Output only the lines from the one holding "Where can the glass" to the end of the data below, please, copied exactly.

RECORDS
>> Begin

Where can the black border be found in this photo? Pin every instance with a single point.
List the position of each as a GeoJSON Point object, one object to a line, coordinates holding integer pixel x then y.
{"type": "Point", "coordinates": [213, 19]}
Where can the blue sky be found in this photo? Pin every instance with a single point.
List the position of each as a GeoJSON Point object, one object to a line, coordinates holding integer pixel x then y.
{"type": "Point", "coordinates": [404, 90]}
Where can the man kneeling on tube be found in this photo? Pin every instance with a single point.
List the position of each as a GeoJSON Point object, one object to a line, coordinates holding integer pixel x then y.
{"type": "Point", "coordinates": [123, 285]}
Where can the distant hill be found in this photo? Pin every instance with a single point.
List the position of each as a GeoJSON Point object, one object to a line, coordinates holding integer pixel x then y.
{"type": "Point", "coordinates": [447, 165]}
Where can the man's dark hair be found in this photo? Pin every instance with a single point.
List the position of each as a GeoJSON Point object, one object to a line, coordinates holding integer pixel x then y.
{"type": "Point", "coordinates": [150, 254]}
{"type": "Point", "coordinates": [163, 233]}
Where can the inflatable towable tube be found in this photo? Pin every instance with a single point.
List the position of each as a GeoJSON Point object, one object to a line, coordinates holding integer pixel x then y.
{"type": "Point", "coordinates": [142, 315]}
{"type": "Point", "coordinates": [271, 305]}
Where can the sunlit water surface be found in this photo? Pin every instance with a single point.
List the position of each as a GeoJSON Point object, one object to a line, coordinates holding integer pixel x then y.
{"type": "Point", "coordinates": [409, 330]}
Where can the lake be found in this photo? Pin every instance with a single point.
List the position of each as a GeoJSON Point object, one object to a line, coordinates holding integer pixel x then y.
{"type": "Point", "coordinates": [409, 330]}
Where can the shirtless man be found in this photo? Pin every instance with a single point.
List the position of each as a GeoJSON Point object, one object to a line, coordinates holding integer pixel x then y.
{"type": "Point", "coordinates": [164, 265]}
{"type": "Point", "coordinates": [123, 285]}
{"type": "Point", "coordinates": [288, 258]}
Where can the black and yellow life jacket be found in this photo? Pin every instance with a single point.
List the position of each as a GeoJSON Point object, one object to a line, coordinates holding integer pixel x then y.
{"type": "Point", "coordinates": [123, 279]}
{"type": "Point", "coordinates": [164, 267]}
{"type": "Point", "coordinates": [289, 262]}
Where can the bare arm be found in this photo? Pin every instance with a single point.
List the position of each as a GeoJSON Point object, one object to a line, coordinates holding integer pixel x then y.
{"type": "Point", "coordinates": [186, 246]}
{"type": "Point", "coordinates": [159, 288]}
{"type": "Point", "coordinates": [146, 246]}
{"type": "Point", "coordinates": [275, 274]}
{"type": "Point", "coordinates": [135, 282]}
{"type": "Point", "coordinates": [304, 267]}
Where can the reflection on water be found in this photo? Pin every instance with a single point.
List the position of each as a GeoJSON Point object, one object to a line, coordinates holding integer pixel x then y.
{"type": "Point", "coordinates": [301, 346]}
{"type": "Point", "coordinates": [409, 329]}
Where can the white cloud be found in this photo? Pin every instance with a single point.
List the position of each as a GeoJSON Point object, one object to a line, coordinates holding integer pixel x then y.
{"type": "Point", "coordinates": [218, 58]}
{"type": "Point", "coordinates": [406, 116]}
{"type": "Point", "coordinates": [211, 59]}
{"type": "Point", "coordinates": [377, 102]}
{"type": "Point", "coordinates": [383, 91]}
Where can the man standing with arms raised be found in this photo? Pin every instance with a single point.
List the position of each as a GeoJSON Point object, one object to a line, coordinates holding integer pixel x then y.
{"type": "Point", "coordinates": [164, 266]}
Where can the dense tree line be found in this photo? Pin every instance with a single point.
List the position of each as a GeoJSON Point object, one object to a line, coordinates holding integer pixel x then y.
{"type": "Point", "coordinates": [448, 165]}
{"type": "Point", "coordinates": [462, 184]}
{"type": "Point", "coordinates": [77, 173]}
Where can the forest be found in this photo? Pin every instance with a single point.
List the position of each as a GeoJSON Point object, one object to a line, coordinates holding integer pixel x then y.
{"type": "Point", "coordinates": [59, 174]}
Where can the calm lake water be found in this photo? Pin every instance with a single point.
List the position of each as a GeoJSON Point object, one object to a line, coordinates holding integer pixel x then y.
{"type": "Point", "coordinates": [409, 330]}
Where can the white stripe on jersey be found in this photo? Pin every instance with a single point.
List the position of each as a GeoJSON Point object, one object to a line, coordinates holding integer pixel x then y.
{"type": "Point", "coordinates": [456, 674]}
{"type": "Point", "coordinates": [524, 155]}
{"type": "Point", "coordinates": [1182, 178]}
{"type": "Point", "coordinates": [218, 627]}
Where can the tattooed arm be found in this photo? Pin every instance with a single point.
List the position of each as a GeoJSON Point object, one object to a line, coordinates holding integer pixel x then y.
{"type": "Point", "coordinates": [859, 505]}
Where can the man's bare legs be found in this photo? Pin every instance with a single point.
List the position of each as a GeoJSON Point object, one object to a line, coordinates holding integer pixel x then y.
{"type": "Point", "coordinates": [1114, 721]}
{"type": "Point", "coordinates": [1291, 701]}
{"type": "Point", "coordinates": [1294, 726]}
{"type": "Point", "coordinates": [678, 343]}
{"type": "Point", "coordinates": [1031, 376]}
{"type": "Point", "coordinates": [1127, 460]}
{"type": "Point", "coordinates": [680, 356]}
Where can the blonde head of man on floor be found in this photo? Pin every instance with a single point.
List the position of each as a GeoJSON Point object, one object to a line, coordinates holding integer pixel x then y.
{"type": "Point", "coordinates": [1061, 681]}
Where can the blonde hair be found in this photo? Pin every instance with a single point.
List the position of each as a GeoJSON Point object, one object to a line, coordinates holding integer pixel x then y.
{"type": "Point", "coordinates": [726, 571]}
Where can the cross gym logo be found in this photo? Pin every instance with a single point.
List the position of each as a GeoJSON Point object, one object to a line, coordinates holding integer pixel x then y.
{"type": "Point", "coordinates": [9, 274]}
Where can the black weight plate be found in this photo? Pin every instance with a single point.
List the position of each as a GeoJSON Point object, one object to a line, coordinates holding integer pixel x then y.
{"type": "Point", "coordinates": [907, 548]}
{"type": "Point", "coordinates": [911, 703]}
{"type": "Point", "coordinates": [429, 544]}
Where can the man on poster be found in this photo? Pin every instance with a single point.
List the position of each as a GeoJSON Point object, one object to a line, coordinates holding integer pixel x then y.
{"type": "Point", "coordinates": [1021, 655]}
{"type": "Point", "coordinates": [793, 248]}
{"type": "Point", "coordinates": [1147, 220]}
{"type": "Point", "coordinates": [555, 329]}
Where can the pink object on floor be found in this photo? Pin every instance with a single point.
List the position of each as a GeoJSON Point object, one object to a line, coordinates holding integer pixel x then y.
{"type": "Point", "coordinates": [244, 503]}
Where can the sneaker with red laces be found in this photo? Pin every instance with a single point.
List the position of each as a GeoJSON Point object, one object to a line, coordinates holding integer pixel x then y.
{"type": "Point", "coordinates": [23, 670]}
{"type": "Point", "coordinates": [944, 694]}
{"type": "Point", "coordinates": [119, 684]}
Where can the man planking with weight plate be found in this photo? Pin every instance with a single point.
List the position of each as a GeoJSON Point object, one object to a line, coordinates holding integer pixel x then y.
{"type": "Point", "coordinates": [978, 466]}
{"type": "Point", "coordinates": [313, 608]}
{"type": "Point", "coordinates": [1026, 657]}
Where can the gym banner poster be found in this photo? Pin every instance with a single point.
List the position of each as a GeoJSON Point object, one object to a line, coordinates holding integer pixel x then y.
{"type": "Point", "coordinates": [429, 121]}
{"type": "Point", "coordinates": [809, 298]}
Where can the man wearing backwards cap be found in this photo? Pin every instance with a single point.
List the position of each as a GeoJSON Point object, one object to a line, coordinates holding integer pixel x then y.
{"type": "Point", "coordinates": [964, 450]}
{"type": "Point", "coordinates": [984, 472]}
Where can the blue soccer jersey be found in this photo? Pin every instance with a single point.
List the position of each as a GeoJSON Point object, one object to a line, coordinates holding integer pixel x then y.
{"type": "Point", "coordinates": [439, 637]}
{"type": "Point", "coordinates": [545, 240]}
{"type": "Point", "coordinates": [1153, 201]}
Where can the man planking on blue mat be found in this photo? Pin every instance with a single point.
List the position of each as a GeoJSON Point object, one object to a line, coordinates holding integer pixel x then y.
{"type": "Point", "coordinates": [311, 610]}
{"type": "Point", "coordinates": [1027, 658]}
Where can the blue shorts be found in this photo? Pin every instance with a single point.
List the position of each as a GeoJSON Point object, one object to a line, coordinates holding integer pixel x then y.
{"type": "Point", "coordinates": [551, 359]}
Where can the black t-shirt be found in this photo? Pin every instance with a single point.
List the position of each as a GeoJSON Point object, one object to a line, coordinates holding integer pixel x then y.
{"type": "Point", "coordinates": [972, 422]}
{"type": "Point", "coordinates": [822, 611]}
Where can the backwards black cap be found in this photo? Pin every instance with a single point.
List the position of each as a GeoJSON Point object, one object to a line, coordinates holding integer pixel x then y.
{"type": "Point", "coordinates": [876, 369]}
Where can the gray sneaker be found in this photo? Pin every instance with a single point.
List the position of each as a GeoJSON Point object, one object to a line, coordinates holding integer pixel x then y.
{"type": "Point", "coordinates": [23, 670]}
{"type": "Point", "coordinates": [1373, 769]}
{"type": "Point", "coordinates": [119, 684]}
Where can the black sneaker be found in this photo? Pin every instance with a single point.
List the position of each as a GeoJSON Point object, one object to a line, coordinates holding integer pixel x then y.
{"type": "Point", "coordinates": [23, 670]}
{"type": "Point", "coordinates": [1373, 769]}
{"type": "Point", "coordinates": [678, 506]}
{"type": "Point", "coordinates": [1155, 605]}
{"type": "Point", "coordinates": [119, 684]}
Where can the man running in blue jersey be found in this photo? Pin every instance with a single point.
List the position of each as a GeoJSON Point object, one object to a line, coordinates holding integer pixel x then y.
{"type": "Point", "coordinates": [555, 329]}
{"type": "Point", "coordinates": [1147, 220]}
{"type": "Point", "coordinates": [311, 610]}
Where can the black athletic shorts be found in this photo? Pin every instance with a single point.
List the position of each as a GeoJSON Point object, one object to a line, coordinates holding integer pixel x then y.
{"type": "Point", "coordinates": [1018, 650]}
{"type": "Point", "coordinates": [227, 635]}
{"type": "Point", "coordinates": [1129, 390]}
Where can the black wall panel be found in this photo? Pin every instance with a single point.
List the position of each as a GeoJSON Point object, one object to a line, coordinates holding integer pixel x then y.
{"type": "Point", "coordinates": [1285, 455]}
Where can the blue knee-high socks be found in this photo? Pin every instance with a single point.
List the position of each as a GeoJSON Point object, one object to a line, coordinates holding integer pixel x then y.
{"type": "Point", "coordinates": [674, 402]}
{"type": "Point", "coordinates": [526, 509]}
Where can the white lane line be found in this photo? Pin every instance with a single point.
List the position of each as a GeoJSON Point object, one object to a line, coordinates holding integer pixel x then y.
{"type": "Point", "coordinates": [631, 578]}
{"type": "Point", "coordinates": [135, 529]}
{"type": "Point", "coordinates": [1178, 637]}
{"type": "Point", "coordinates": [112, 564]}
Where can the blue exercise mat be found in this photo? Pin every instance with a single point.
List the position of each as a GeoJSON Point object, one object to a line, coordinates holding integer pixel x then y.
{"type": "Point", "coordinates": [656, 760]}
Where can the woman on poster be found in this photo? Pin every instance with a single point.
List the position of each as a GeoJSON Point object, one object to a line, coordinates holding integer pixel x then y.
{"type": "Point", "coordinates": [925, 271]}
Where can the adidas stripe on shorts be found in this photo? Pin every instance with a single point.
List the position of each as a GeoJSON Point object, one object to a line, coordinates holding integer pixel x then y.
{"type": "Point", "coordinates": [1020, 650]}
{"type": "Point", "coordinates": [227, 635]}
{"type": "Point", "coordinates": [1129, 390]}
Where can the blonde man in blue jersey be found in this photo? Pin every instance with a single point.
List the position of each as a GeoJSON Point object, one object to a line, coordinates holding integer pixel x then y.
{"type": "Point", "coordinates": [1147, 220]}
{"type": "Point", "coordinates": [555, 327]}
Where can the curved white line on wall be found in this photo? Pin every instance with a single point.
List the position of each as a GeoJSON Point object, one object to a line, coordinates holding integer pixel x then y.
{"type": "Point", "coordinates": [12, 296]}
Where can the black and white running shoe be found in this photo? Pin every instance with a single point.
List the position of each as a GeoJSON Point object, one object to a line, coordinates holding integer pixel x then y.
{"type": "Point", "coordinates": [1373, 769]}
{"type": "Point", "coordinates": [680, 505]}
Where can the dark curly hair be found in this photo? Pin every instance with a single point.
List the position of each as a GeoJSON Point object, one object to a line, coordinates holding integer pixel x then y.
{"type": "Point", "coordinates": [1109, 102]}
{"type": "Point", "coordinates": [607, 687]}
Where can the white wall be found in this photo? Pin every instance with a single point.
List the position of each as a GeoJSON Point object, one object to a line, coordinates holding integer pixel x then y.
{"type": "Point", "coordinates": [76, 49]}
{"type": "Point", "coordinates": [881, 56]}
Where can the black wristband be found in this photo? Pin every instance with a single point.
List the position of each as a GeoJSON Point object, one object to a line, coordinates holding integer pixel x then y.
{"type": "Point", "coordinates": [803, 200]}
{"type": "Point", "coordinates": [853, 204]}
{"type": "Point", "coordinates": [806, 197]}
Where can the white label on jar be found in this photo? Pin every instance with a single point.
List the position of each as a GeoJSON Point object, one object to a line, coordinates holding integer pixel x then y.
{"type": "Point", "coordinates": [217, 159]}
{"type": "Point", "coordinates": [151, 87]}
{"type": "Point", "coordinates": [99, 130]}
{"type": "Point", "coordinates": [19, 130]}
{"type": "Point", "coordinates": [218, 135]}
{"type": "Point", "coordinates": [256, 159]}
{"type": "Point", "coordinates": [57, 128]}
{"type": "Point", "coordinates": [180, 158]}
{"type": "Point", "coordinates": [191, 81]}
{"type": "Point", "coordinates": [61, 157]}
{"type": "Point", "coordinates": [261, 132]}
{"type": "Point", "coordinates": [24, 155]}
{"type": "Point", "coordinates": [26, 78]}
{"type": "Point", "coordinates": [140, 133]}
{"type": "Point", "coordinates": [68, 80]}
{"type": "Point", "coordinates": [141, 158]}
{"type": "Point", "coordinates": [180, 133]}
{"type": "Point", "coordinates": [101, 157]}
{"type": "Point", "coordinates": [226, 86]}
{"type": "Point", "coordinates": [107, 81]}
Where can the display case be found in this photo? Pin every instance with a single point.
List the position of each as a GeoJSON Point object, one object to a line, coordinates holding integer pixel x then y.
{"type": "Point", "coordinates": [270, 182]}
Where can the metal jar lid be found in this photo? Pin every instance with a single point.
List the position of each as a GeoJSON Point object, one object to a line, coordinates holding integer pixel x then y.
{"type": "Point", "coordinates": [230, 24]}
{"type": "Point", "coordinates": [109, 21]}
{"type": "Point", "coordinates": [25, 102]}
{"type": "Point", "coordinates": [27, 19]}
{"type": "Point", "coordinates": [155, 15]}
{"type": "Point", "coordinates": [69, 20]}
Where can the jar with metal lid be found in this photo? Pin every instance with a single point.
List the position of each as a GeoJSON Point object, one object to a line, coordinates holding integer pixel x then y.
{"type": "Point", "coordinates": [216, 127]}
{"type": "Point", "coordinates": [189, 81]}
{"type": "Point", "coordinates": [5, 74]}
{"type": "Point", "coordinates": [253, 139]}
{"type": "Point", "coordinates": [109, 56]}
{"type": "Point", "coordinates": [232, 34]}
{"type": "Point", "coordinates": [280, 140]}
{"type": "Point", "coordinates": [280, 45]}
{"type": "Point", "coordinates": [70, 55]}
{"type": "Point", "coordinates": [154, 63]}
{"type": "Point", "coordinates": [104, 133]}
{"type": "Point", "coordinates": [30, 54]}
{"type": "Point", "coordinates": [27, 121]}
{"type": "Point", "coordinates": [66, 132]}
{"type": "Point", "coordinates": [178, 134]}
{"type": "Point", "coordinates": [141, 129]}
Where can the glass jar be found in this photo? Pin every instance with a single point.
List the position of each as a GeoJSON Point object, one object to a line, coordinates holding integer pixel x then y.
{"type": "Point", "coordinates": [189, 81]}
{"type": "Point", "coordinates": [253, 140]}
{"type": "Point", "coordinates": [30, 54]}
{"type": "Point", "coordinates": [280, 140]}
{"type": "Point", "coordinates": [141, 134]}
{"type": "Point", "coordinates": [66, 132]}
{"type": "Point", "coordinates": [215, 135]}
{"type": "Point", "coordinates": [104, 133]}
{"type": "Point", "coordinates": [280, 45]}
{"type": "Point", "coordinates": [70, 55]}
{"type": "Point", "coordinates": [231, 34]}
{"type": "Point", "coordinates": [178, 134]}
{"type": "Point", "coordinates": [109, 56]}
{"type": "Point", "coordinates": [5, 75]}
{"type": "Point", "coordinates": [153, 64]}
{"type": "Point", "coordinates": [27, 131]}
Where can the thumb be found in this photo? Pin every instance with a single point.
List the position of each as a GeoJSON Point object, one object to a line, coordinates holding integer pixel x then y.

>> End

OUTPUT FOR THIS TASK
Where can the glass jar be found in this photo? Pin every instance with a single point.
List the position of each as a GeoJSON Point object, one object to a line, coordinates holding integer pixel x then y.
{"type": "Point", "coordinates": [189, 81]}
{"type": "Point", "coordinates": [253, 140]}
{"type": "Point", "coordinates": [30, 54]}
{"type": "Point", "coordinates": [280, 140]}
{"type": "Point", "coordinates": [141, 134]}
{"type": "Point", "coordinates": [66, 132]}
{"type": "Point", "coordinates": [215, 135]}
{"type": "Point", "coordinates": [104, 133]}
{"type": "Point", "coordinates": [280, 45]}
{"type": "Point", "coordinates": [70, 55]}
{"type": "Point", "coordinates": [231, 34]}
{"type": "Point", "coordinates": [178, 134]}
{"type": "Point", "coordinates": [109, 56]}
{"type": "Point", "coordinates": [5, 75]}
{"type": "Point", "coordinates": [153, 64]}
{"type": "Point", "coordinates": [27, 131]}
Where can the thumb be found in this photo? Pin every instance with a single point.
List the position of each as a GeoJSON Point object, one object to a line, coordinates holding integer pixel x then y.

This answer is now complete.